48h à Arles pour les Rencontres de la Photographie

Prémices d'une journée d'été, je me suis réveillée au creux d’un motel des années 60, entre béton brut et ciel blanchi par le soleil : Les Cabanettes. Vous les avez aperçues, vous aussi, ces éclaircies? Libres et légères comme un décor de film où l’on serait à la fois actrice et spectatrice. Ma valise est au sol, mon corps est encore plié dans le coton froissé, et Arles me tend déjà ls bras, ou plutôt l’œil.

Chaque été depuis 1970, Arles se transforme en chambre noire à ciel ouvert. On y développe des regards, des récits, des souvenirs. On y expose les failles, les luttes, les rituels, les visages. Les Rencontres de la Photographie ont vu défiler les plus grands noms, Helmut Newton, Nan Goldin, William Klein, mais surtout, elles ont permis de faire émerger de nouvelles voix qui me paraissent nécessaires.

Arles, scène vivantevivante

"On écrit pour exister, on écrit parce qu'on a quelque chose à dire, on écrit parce qu'on la courage de faire, on écrit pour comprendre" sont les mots du réalisateur Michelangelo Antonioni dont je vous conseille "L'avventura" film sorti dans les années 60. Et je suis persuadée qu’Arles, chaque été, souffle le même élan sur les lèvres de ses visiteurs : « Je commence à comprendre.

L'année dernière, j'ai eu la chance de croiser la route de Magnus, réalisateur suédois d'une soixantaine d'années dont les mots ont su trouver mon coeur, et je l'espère le vôtre. Alors je lui ai lancé, comme on pose une énigme : « Et quand la ville s’endort, que reste-t-il de vous, seul à Arles ?"

### CONSIGNE
Relevez intégralement le texte ci-dessus sur les Rencontres de la Photographie d'Arles, mot pour mot et sans la moindre correction.

### EXTRAIT DE DONNÉES
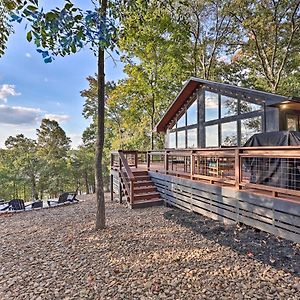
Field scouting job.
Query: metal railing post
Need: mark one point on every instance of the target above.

### RÉPONSE RÉDIGÉE
48h à Arles pour les Rencontres de la Photographie

Prémices d'une journée d'été, je me suis réveillée au creux d’un motel des années 60, entre béton brut et ciel blanchi par le soleil : Les Cabanettes. Vous les avez aperçues, vous aussi, ces éclaircies? Libres et légères comme un décor de film où l’on serait à la fois actrice et spectatrice. Ma valise est au sol, mon corps est encore plié dans le coton froissé, et Arles me tend déjà ls bras, ou plutôt l’œil.

Chaque été depuis 1970, Arles se transforme en chambre noire à ciel ouvert. On y développe des regards, des récits, des souvenirs. On y expose les failles, les luttes, les rituels, les visages. Les Rencontres de la Photographie ont vu défiler les plus grands noms, Helmut Newton, Nan Goldin, William Klein, mais surtout, elles ont permis de faire émerger de nouvelles voix qui me paraissent nécessaires.

Arles, scène vivantevivante

"On écrit pour exister, on écrit parce qu'on a quelque chose à dire, on écrit parce qu'on la courage de faire, on écrit pour comprendre" sont les mots du réalisateur Michelangelo Antonioni dont je vous conseille "L'avventura" film sorti dans les années 60. Et je suis persuadée qu’Arles, chaque été, souffle le même élan sur les lèvres de ses visiteurs : « Je commence à comprendre.

L'année dernière, j'ai eu la chance de croiser la route de Magnus, réalisateur suédois d'une soixantaine d'années dont les mots ont su trouver mon coeur, et je l'espère le vôtre. Alors je lui ai lancé, comme on pose une énigme : « Et quand la ville s’endort, que reste-t-il de vous, seul à Arles ?"